**What the task asks**
Extract every record, keeping each one exactly as it is.

Object location annotation data
* start *

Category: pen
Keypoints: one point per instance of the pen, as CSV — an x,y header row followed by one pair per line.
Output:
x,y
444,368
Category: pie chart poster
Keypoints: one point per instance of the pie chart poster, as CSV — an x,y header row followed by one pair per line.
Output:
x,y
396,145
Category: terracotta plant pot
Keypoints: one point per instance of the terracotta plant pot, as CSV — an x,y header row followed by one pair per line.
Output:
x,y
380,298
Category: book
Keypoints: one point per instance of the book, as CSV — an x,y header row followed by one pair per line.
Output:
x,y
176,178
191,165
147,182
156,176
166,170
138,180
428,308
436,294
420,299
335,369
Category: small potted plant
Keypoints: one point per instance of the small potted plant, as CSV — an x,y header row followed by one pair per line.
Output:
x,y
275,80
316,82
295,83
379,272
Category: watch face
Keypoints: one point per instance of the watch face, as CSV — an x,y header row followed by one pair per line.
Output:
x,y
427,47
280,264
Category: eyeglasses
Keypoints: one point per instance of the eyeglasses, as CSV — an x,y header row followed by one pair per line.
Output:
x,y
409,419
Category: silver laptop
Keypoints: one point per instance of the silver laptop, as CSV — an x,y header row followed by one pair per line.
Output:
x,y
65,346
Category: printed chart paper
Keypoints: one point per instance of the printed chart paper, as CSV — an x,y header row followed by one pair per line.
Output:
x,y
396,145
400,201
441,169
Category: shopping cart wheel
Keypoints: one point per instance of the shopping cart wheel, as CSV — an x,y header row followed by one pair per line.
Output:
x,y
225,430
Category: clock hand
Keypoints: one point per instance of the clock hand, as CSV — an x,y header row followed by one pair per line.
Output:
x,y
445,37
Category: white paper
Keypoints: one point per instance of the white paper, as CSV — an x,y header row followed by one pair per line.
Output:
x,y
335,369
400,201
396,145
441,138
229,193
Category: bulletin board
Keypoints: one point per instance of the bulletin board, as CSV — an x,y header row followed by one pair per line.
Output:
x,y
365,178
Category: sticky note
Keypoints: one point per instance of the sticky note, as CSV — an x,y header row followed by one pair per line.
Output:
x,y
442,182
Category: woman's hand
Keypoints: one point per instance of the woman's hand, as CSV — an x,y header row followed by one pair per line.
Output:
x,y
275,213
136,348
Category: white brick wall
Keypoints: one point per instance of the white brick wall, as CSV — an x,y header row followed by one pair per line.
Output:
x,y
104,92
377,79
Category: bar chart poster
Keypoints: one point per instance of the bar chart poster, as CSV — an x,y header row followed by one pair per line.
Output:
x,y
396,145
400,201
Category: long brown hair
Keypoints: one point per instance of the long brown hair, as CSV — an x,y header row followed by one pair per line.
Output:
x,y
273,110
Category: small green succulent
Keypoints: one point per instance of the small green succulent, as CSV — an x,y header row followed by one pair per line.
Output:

* end *

**Exercise response**
Category: pen
Keypoints: one point per instance of the pen, as CSV — an x,y header row followed by one pair per line.
Output:
x,y
444,368
Category: pie chart poster
Keypoints: one point per instance of the pie chart poster, as CSV — an x,y header row followed by one pair per line.
Output:
x,y
396,145
Category: terracotta plant pot
Keypoints: one point per instance of the terracotta plant pot, as CSV — an x,y header row followed by one pair per line.
Output:
x,y
380,298
Category: book
Keypoints: one point per instance of the book, as CSV — an x,y header row followed by one pair per line.
Output:
x,y
176,178
191,165
147,182
156,176
166,170
138,180
428,308
436,294
420,299
335,369
Category: small potted plant
Keypoints: one point per instance of the small potted plant, as CSV — an x,y header row followed by one pair per line.
Output:
x,y
275,80
316,82
295,83
379,272
Category: watch face
Keypoints: one point per instance of the watch face, as CSV — an x,y header row followed by one pair per line.
Output:
x,y
427,47
280,264
Category: eyeglasses
Keypoints: one point per instance of the eyeglasses, as CSV — an x,y header row followed by one pair per line.
Output:
x,y
409,419
Category: silver laptop
Keypoints: one point per instance of the silver laptop, as CSV — an x,y header row followed by one pair per line.
Output:
x,y
65,346
Category: printed chart paper
Keypoints: one point per instance of the printed chart paper, as CSV — an x,y header row followed by one pair per line.
Output:
x,y
396,145
400,201
441,169
Category: shopping cart wheel
Keypoints: one point per instance of the shopping cart wheel, as CSV — an x,y header row followed by one pair per line.
Output:
x,y
225,430
Category: clock hand
Keypoints: one point per instance of the clock hand, as CSV — an x,y header row followed by one pair per line.
Output:
x,y
445,37
Category: white paper
Keypoints: one point per instance of the white paper, as CSV — an x,y header row followed by one pair per line.
Output:
x,y
335,369
400,201
396,145
441,138
229,193
Category: bulletin board
Keypoints: one point per instance of the bulletin board, as CSV — an x,y header row followed by one pair per line.
Output:
x,y
365,178
Category: sticky note
Keypoints: one point per instance of the sticky note, as CSV — an x,y header row followed by one pair per line.
Output:
x,y
442,182
Category: woman's hand
Keypoints: one point per instance of the woman's hand, as CSV — an x,y header row followed by one pair per line.
Output:
x,y
275,213
136,348
Category: white brick wall
Keypoints: one point per instance of the white brick wall, as CSV — an x,y header row followed by one pair per line.
Output:
x,y
104,92
377,79
Category: bar chart poster
Keypoints: one point per instance of the bar chart poster, as CSV — an x,y header row followed by one pair per line.
Output:
x,y
396,145
400,201
Category: long brown hair
Keypoints: one point per instance of the long brown hair, as CSV — an x,y header row followed by one pair per line.
Output:
x,y
273,110
Category: small green succulent
Keypoints: one point per instance of the small green succulent, as CSV — an x,y header row followed by one pair per line.
Output:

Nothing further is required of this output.